AIM OF THE EXERCISE :: Upon reaching the line containing "of the market", output that line and all remaining lines exactly, through the end of the entries, and output nothing before it.

Saved entries:
******

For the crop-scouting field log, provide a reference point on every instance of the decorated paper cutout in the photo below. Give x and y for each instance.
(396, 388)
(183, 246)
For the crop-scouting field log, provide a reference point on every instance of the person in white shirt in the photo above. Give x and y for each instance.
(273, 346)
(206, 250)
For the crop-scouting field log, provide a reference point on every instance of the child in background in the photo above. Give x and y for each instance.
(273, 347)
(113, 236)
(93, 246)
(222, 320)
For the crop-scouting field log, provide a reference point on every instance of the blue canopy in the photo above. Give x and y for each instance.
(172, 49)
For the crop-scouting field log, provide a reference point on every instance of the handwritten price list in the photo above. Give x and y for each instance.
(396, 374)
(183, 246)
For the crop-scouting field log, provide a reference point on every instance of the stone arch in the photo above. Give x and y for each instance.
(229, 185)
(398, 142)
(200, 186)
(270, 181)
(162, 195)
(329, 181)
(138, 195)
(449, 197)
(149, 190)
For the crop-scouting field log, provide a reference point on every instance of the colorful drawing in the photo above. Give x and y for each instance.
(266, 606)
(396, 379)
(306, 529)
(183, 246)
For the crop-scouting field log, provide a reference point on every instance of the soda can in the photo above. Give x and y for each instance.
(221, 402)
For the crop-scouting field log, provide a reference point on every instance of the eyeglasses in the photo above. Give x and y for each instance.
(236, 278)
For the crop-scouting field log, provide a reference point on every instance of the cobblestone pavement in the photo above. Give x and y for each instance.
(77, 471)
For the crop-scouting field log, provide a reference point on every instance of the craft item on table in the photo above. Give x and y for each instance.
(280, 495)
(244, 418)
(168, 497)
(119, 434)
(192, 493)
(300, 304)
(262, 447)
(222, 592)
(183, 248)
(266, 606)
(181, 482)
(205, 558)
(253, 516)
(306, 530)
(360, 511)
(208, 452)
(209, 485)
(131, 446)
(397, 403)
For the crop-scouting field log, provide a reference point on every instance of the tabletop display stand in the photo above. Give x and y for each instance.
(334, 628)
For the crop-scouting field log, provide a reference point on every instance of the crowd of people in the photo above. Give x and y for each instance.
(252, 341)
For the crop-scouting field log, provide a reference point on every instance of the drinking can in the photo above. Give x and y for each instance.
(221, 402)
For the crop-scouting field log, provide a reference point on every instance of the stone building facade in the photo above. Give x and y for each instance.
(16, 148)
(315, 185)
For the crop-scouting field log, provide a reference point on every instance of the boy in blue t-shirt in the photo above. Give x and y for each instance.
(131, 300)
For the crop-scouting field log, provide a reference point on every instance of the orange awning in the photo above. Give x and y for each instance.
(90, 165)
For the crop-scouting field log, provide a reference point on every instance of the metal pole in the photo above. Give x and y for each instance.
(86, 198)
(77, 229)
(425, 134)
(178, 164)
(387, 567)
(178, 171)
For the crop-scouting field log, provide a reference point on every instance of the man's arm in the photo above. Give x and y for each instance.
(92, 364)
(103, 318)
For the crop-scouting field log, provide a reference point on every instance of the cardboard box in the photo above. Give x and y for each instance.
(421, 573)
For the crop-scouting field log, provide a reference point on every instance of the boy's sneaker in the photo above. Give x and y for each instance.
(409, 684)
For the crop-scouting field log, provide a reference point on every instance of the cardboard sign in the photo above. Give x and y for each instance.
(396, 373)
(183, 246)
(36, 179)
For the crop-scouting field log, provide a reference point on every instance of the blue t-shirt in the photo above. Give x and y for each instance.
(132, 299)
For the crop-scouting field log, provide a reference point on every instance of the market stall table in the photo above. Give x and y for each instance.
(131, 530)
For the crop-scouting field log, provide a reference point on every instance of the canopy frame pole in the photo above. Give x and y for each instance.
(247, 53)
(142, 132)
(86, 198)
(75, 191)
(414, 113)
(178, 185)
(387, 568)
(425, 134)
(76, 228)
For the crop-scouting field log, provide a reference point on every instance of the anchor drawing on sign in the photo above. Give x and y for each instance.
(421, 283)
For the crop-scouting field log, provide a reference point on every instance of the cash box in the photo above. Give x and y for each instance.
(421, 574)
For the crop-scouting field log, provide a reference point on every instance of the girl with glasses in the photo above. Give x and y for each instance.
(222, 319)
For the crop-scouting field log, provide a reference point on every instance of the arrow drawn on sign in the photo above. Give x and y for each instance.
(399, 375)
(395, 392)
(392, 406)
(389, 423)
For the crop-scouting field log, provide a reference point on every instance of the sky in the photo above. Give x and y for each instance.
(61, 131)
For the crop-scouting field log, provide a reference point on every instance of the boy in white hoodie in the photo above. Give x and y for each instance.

******

TASK RESULT ::
For the crop-scouting field log, provide a reference point on every instance of the market stall table in the photo above. Give x and y for each instance.
(131, 530)
For the crop-scouting field log, provide a reference point on every instance of the canopy frame pole in the photo above. Give x and y for each instance.
(247, 53)
(142, 132)
(86, 198)
(75, 191)
(414, 113)
(178, 185)
(387, 568)
(425, 134)
(76, 228)
For the crop-scouting field log, provide a reference point on every instance of the anchor drawing on sign in the photo above. Give x and y for each instance.
(421, 283)
For the crop-scouting field log, provide a reference point on every instance of the cash box in the photo above. Give x and y for each instance.
(421, 574)
For the crop-scouting field log, provide a reference point on every instance of the girl with glasses in the photo above. Give x and y for each instance.
(222, 319)
For the crop-scouting field log, provide a reference point on every instance of the arrow drawn on sign in the photo above. Give x and y for each instance.
(399, 375)
(395, 392)
(392, 406)
(389, 423)
For the crop-scouting field log, provide a reference point on every instance of the sky in the photo above. Give x and y for each instance.
(61, 131)
For the crop-scouting field log, provide a reference point on every instance of the boy in white hoodie in the photo above. Give x and y for each instance.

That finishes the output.